Your goal:
Restate each entry word for word, leaving nothing out.

Material:
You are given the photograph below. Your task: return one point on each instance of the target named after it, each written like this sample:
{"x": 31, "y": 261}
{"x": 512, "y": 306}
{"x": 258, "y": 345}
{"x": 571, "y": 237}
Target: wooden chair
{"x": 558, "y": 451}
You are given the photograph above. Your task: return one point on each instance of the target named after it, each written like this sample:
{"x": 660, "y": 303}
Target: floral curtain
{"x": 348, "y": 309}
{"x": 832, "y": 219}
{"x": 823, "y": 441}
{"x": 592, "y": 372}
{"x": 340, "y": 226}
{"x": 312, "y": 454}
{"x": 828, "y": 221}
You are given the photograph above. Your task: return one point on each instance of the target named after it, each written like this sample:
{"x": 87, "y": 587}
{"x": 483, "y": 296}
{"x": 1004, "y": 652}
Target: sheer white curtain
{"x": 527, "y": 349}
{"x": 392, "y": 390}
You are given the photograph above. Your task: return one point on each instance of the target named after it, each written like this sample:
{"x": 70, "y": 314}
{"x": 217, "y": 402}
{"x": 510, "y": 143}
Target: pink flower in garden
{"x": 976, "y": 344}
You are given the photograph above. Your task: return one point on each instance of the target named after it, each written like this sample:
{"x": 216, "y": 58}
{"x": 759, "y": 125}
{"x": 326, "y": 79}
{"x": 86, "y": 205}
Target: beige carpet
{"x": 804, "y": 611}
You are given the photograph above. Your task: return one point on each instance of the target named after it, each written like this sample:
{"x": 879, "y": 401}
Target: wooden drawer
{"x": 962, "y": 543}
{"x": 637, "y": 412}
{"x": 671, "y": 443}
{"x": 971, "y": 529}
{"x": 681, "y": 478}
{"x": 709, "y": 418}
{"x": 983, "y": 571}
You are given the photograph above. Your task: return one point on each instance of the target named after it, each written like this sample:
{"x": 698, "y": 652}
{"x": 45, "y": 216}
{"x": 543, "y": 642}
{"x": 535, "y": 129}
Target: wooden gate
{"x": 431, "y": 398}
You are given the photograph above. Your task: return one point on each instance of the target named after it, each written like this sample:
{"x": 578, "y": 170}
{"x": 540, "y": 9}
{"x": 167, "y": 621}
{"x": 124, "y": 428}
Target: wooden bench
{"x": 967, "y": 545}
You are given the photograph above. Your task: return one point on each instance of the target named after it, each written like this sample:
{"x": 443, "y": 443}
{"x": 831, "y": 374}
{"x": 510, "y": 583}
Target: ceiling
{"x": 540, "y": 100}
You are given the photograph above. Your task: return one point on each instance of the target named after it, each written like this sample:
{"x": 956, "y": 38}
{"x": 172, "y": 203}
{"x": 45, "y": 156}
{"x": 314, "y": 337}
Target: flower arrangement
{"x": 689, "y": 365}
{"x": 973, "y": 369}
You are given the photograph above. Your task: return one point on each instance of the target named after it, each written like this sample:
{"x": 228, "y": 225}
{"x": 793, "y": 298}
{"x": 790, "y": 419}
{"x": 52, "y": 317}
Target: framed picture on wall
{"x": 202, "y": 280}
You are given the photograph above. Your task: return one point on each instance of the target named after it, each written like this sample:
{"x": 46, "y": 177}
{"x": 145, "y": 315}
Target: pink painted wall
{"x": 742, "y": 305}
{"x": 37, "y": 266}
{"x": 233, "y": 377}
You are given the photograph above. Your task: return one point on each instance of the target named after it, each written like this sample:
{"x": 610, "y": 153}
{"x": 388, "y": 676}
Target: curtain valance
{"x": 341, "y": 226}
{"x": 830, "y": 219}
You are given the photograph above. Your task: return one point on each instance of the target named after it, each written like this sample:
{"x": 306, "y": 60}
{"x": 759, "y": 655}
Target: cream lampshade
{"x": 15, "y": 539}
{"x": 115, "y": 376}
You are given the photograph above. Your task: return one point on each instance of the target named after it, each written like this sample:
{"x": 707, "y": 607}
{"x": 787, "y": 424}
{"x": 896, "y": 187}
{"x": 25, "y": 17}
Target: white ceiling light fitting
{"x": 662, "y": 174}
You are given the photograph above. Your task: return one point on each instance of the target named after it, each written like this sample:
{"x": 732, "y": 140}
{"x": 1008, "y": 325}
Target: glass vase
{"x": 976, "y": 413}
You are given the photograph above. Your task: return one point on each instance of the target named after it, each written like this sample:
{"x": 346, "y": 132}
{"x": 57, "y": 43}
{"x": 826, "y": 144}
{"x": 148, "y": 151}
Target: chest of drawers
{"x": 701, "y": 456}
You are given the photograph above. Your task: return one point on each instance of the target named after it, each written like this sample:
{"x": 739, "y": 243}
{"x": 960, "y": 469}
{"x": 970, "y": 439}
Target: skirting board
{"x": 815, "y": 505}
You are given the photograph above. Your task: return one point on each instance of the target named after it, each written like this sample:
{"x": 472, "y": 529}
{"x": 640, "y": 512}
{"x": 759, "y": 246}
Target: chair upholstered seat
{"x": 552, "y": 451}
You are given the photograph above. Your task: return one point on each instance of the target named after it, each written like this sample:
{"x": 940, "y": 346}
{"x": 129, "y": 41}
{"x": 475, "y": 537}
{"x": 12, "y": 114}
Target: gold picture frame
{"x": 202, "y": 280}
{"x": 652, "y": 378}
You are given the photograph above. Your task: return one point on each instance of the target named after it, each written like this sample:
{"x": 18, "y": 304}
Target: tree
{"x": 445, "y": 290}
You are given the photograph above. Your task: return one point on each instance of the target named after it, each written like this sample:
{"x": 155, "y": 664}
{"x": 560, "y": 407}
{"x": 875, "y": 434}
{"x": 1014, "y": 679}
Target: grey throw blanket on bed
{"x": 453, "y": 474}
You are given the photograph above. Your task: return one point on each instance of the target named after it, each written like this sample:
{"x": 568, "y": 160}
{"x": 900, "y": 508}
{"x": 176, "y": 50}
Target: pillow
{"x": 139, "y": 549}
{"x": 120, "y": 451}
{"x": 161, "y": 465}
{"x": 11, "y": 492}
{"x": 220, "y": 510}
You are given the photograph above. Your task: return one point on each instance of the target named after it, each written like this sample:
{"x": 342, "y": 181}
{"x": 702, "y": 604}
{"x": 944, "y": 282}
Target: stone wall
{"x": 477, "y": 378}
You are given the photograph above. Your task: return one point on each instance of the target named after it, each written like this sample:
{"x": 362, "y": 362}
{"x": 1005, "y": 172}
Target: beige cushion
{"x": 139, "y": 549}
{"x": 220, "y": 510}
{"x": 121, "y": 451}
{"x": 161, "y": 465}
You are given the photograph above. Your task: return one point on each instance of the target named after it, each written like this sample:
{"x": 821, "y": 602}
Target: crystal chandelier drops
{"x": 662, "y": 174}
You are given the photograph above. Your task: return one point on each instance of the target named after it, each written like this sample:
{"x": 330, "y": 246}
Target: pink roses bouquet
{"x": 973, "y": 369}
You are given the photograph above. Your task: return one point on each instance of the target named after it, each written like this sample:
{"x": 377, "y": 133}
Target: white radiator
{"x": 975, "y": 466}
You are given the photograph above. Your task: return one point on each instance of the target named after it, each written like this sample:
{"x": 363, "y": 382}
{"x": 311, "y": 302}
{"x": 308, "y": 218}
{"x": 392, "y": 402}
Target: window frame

Written response:
You are given the photograph below. Your task: return one point on each instance of the target named after it, each written like this sample:
{"x": 31, "y": 261}
{"x": 512, "y": 306}
{"x": 258, "y": 345}
{"x": 571, "y": 237}
Target: wooden chair
{"x": 558, "y": 451}
You are given the photograph above. Your task: return one point on each instance of the target named after it, each written like this sample:
{"x": 660, "y": 303}
Target: floral curtain
{"x": 348, "y": 309}
{"x": 832, "y": 219}
{"x": 823, "y": 441}
{"x": 592, "y": 372}
{"x": 340, "y": 226}
{"x": 312, "y": 454}
{"x": 828, "y": 221}
You are given the photograph above. Your task: return one point on each instance of the target named after it, each written like this sample:
{"x": 87, "y": 587}
{"x": 483, "y": 296}
{"x": 1004, "y": 652}
Target: sheer white curtain
{"x": 527, "y": 349}
{"x": 392, "y": 390}
You are given the photograph above. Your task: return one point on each instance of the target named after it, each written like this sample:
{"x": 70, "y": 314}
{"x": 217, "y": 402}
{"x": 510, "y": 143}
Target: pink flower in garden
{"x": 976, "y": 344}
You are given the photograph above. Your task: return one point on each instance of the target named after it, each written like this sample:
{"x": 216, "y": 58}
{"x": 759, "y": 125}
{"x": 326, "y": 79}
{"x": 86, "y": 205}
Target: beige carpet
{"x": 804, "y": 611}
You are given the photograph above. Your task: return one point on each instance of the target named after it, each written like this sample:
{"x": 879, "y": 401}
Target: wooden drawer
{"x": 962, "y": 543}
{"x": 637, "y": 412}
{"x": 671, "y": 443}
{"x": 971, "y": 529}
{"x": 681, "y": 478}
{"x": 709, "y": 418}
{"x": 983, "y": 571}
You are given the photograph above. Your task: return one point on each instance of the target named after it, each written like this sample:
{"x": 698, "y": 652}
{"x": 45, "y": 216}
{"x": 543, "y": 642}
{"x": 535, "y": 129}
Target: wooden gate
{"x": 431, "y": 398}
You are given the photograph above. Your task: return one point on each instance of the target named after it, each written like this sample:
{"x": 578, "y": 170}
{"x": 540, "y": 9}
{"x": 167, "y": 621}
{"x": 124, "y": 428}
Target: wooden bench
{"x": 967, "y": 545}
You are given the photograph above. Your task: return one point on each instance of the target named after it, each written like this sample:
{"x": 443, "y": 443}
{"x": 831, "y": 374}
{"x": 510, "y": 583}
Target: ceiling
{"x": 540, "y": 100}
You are given the photograph above. Your task: return one point on each instance of the target named after it, each written like this sample:
{"x": 956, "y": 38}
{"x": 172, "y": 203}
{"x": 45, "y": 156}
{"x": 314, "y": 337}
Target: flower arrangement
{"x": 689, "y": 365}
{"x": 973, "y": 369}
You are given the photograph above. Your task: return one point on each instance of the target named after it, each written like this sample:
{"x": 228, "y": 225}
{"x": 793, "y": 298}
{"x": 790, "y": 419}
{"x": 52, "y": 317}
Target: framed picture on wall
{"x": 202, "y": 280}
You are given the photograph above. Your task: return one point on each instance of the target named after it, each written like this sample:
{"x": 46, "y": 177}
{"x": 145, "y": 315}
Target: pink painted wall
{"x": 742, "y": 305}
{"x": 37, "y": 266}
{"x": 233, "y": 377}
You are given the photograph above. Your task: return one point on each instance of the target named after it, each written like this sample:
{"x": 610, "y": 153}
{"x": 388, "y": 676}
Target: curtain valance
{"x": 341, "y": 226}
{"x": 830, "y": 219}
You are given the photograph above. Your task: return one point on each instance of the target named after it, each written like this sample:
{"x": 306, "y": 60}
{"x": 759, "y": 655}
Target: cream lampshade
{"x": 15, "y": 539}
{"x": 115, "y": 376}
You are given the photograph above. Your task: return one point on each instance of the target named after it, each written like this sample:
{"x": 707, "y": 607}
{"x": 787, "y": 424}
{"x": 896, "y": 187}
{"x": 25, "y": 17}
Target: white ceiling light fitting
{"x": 662, "y": 174}
You are given the photograph above. Your task: return one point on each instance of the target named after it, each written like this sample:
{"x": 732, "y": 140}
{"x": 1008, "y": 325}
Target: glass vase
{"x": 976, "y": 413}
You are given the photograph above. Your task: return one point on each instance of the target named after it, each written like this sample:
{"x": 346, "y": 132}
{"x": 57, "y": 43}
{"x": 826, "y": 144}
{"x": 148, "y": 151}
Target: chest of drawers
{"x": 701, "y": 456}
You are given the photograph above. Your task: return one point on each instance of the target named after it, each written like this sample:
{"x": 739, "y": 243}
{"x": 960, "y": 469}
{"x": 970, "y": 439}
Target: skirting board
{"x": 815, "y": 505}
You are given the photograph above. Your task: return one point on each instance of the target named after it, each written like this sample:
{"x": 472, "y": 529}
{"x": 640, "y": 512}
{"x": 759, "y": 246}
Target: chair upholstered seat
{"x": 552, "y": 451}
You are given the photograph above. Your task: return one point on each instance of the target named after it, each written like this sample:
{"x": 940, "y": 346}
{"x": 129, "y": 41}
{"x": 475, "y": 537}
{"x": 12, "y": 114}
Target: gold picture frame
{"x": 202, "y": 280}
{"x": 652, "y": 378}
You are given the photograph above. Your task: return one point on each instance of the target named after it, each written like this sample:
{"x": 18, "y": 304}
Target: tree
{"x": 445, "y": 290}
You are given the photograph above. Your task: return one point on each instance of the target named after it, each written like this sample:
{"x": 155, "y": 664}
{"x": 560, "y": 407}
{"x": 875, "y": 434}
{"x": 1014, "y": 679}
Target: grey throw blanket on bed
{"x": 453, "y": 474}
You are given the photograph above. Your task: return one point on each instance of the target named after it, each written like this sample:
{"x": 568, "y": 160}
{"x": 900, "y": 508}
{"x": 176, "y": 50}
Target: pillow
{"x": 139, "y": 549}
{"x": 120, "y": 451}
{"x": 161, "y": 465}
{"x": 11, "y": 492}
{"x": 220, "y": 510}
You are given the photograph above. Your task: return one point on each instance of the target named after it, each written like this sample:
{"x": 342, "y": 181}
{"x": 702, "y": 604}
{"x": 944, "y": 282}
Target: stone wall
{"x": 477, "y": 378}
You are given the photograph above. Your task: return one point on each instance of the target named after it, each written like this sample:
{"x": 362, "y": 362}
{"x": 1005, "y": 172}
Target: beige cushion
{"x": 139, "y": 549}
{"x": 220, "y": 510}
{"x": 121, "y": 451}
{"x": 161, "y": 465}
You are given the photograph above. Your task: return one point on each instance of the target named after it, each written like this sample:
{"x": 821, "y": 602}
Target: crystal chandelier drops
{"x": 662, "y": 174}
You are given the photograph above. Your task: return one point on each instance of the target named after it, each written like this sample:
{"x": 330, "y": 246}
Target: pink roses bouquet
{"x": 973, "y": 369}
You are given the photograph above. Your task: return one point on each instance of the target named after it, each written like this sample:
{"x": 377, "y": 133}
Target: white radiator
{"x": 975, "y": 466}
You are given the photograph above. Your task: return one point on each instance of the target named after it, each written like this sample:
{"x": 363, "y": 382}
{"x": 311, "y": 302}
{"x": 308, "y": 218}
{"x": 392, "y": 402}
Target: window frame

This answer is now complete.